*THE TASK*
Every line below should be repeated exactly as written.

*RECORDS FOR THE TASK*

◆ ◆ ◆ ◆ ◆

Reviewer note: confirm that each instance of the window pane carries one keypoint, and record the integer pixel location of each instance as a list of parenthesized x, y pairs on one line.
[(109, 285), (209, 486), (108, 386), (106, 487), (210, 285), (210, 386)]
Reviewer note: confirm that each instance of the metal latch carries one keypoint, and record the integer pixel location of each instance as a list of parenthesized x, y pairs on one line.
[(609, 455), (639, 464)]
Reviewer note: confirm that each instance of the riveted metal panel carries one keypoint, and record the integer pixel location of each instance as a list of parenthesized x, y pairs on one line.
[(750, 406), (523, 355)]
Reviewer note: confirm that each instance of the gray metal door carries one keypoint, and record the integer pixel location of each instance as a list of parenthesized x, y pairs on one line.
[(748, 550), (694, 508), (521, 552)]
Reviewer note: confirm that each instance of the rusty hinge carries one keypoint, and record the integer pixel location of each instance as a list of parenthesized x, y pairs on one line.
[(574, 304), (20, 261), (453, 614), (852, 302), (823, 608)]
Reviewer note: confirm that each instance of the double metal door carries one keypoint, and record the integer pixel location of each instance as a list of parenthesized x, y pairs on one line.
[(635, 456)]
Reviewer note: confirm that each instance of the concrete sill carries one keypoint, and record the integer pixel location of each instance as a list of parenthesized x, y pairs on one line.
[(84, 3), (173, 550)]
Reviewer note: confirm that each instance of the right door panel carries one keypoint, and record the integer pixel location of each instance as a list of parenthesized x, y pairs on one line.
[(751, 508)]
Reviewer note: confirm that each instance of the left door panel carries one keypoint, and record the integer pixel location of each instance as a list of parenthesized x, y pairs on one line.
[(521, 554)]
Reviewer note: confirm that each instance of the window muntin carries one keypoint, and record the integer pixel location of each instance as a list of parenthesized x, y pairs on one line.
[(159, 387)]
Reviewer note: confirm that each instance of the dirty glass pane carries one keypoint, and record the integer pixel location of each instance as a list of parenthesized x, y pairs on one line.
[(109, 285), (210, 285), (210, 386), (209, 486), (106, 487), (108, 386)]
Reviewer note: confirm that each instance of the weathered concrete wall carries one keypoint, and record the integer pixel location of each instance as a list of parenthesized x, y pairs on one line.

◆ ◆ ◆ ◆ ◆

*TASK SOLUTION*
Reviewer note: confirm that each instance of the window pane carries one keypoint, and record the integer pixel location of each instance as a list of parenthesized x, y pairs on one line.
[(109, 285), (209, 486), (108, 386), (106, 487), (210, 285), (210, 386)]
Reviewer note: confirm that each instance of the metal latch carries one keypoint, and record the integer pixel location of each instance as a list of parenthesized x, y pairs on one line.
[(609, 455), (639, 464)]
Reviewer note: confirm that each instance of the riveted metal panel carries one keypoint, and record the integer pixel location of each instance as a list of parenthesized x, y pairs on one line.
[(750, 406), (523, 355)]
Reviewer note: confirm that each instance of the gray metal door carries one keypoint, and record the integer pixel location of each instance as a list of parenthesized x, y pairs on one line.
[(748, 550), (694, 508), (521, 552)]
Reviewer note: confirm that each instance of the rusty hinge carries one keypoint, and record the integer pixel location of each instance as a list of parenthesized x, y pairs on one line.
[(574, 304), (20, 261), (453, 614), (852, 302), (823, 608)]
Reviewer note: confirm that each instance of the double metal door carries one keypoint, and record the integer pixel location of each instance as a list of parenthesized x, y pairs on one line.
[(635, 456)]
Reviewer note: confirm that each instance of the concrete sill carries one keypoint, and record the integer pixel location of each instance as a list of parenthesized x, y pairs on one line.
[(84, 3), (173, 550)]
Reviewer note: confirm that each instance of the right door panel carries one keypoint, and record the integer pixel location of each instance as a list of parenthesized x, y pairs on one line.
[(751, 508)]
Reviewer note: confirm that each instance of the left door panel carries one keypoint, and record the integer pixel location of each instance as a list of parenthesized x, y pairs on one line.
[(521, 554)]
Reviewer note: confirm that each instance of the window muntin carries one keypoint, and record the integer pixel location of each instance as a list of parenthesized x, y pairs on one line.
[(159, 387)]
Reviewer note: confirm that each instance of the dirty glass pane carries one keypoint, and record the integer pixel location of each instance as a list of parenthesized x, y pairs on one line.
[(109, 285), (210, 285), (210, 386), (209, 486), (106, 487), (108, 386)]
Reviewer note: confirm that each instance of the weathered concrete wall carries one keypoint, and record the integer pixel location of each instance as a list of parenthesized x, y pairs on one line.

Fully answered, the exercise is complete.